* EXERCISE TASK:
Repeat the data verbatim.

* DATA FOR PROCESSING:
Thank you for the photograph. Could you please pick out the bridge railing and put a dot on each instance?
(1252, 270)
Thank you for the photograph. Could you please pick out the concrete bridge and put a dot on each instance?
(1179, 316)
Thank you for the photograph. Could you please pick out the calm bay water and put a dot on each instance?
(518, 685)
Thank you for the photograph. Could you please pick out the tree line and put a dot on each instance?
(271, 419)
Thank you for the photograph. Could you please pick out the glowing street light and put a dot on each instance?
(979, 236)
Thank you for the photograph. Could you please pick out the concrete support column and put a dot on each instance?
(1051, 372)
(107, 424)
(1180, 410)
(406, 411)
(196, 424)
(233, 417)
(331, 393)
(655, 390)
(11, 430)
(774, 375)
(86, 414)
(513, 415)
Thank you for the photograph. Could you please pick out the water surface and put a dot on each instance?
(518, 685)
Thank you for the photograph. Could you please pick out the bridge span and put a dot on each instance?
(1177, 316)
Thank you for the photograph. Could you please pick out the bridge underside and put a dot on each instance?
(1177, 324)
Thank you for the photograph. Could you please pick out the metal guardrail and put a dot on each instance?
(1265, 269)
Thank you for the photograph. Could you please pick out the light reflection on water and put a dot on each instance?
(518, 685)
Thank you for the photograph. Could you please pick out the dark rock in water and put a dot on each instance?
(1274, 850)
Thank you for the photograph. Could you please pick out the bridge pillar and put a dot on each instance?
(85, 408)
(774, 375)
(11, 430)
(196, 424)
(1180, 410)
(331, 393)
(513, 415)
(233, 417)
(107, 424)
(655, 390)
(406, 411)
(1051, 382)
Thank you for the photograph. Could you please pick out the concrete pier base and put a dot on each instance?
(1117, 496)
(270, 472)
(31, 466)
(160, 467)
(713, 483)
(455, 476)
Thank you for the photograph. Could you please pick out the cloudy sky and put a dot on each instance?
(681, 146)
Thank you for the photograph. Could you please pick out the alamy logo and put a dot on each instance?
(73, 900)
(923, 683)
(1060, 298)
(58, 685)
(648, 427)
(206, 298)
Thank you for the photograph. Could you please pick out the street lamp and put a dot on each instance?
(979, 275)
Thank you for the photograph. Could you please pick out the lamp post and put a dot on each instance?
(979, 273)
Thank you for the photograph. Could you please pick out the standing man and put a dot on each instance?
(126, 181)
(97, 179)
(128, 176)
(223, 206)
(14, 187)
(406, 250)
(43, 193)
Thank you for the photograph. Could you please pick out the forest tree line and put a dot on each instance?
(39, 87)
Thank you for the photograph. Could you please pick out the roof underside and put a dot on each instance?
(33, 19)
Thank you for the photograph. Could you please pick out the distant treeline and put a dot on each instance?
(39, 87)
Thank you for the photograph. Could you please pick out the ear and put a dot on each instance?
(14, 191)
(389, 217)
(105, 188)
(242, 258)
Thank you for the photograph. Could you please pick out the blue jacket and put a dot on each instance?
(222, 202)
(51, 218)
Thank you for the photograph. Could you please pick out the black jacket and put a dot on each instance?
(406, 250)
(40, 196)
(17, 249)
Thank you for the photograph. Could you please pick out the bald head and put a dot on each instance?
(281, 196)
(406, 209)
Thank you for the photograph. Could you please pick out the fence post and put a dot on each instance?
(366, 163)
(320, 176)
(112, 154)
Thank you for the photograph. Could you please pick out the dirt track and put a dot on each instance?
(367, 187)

* TASK OUTPUT:
Thank you for the photograph. Could you please pick out the bridge railing and put a dot on each instance?
(1252, 270)
Thank you for the photograph. Could you please pick out the concrete bridge and put a dot on each instance?
(1179, 316)
Thank you for the photograph. Could you please pick out the calm bay water and put a dot on each instance?
(518, 685)
Thank you for the photograph. Could you please pick out the tree line and put a dot on each instance?
(271, 419)
Thank you for the photograph. Could you please pick out the glowing street light and put a dot on each instance?
(979, 236)
Thank you for the photograph. Could you please pick out the concrete support column and put a dot on each instance?
(1051, 372)
(107, 424)
(1180, 410)
(406, 411)
(196, 424)
(233, 417)
(331, 393)
(655, 390)
(11, 430)
(774, 375)
(86, 414)
(513, 415)
Thank you for the photograph. Could you please pick out the water surface and put a dot on each instance?
(518, 685)
Thank you for the photograph. Could you please pick out the bridge span and put a dot on each instance?
(1177, 316)
Thank you for the photograph. Could you please pick out the bridge underside and put a dot on each instance?
(1177, 324)
Thank you for the photograph. Could you please pick out the metal guardrail and put a dot on each instance?
(1265, 269)
Thank you for the photograph. Could you please pick out the light reflection on water and put a dot on each instance?
(518, 685)
Thank you for the photograph. Could you please pick out the dark rock in water and put a dot on each instance?
(1274, 850)
Thank you for the photograph. Could you please pick out the bridge pillar and put a dot on each instance?
(85, 408)
(774, 375)
(11, 430)
(196, 424)
(1180, 410)
(331, 393)
(513, 415)
(233, 417)
(107, 424)
(655, 390)
(406, 411)
(1051, 382)
Thank you for the photograph. Could you please pick out the concrete pier base and put a dot on each instance?
(1117, 496)
(270, 472)
(31, 466)
(160, 467)
(713, 483)
(455, 476)
Thank you for the photograph. Could you please pick out the cloudy sky and put a dot on each instance?
(681, 146)
Thank you for the photograph. Could you please pick out the alamy logo and put a dot on each instance?
(73, 900)
(923, 683)
(1060, 298)
(58, 685)
(648, 427)
(206, 298)
Thank you for the photograph. Could you please pick out the street lamp and put a dot on each instance?
(979, 275)
Thank you for the photograph. Could you please pick out the lamp post and put a dot on each instance?
(979, 273)
Thank you for the photograph. Could you please pick out the standing man and put a dot on each instance?
(126, 181)
(97, 179)
(128, 176)
(223, 206)
(14, 187)
(406, 250)
(43, 193)
Thank you for the photograph. Could you please pick out the forest tree line and put a dot on each instance?
(39, 87)
Thank you for the photograph. Could you please pick out the roof underside and put a dot on each instance?
(33, 19)
Thank you for the photograph. Could you please pick out the distant treeline and put a dot on each instance?
(39, 87)
Thank you for the photograph. Could you please pick out the ear and put a dot on each instance?
(14, 191)
(389, 217)
(105, 188)
(242, 258)
Thank you for the photograph. Could you please pick out the blue jacket and put a dot on each instance?
(222, 202)
(51, 218)
Thank you for the photograph. Could you please pick out the black jacket and put a dot on each instance?
(406, 250)
(40, 196)
(17, 249)
Thank you for the photograph. Could you please pick out the bald head and put a dot on each instance?
(281, 196)
(406, 209)
Thank you for the photograph. Could you please pick out the fence post and put a dot on each instance?
(366, 163)
(320, 176)
(112, 154)
Thank you for the photograph. Could you please pick out the dirt track and put a dot on each instance?
(367, 187)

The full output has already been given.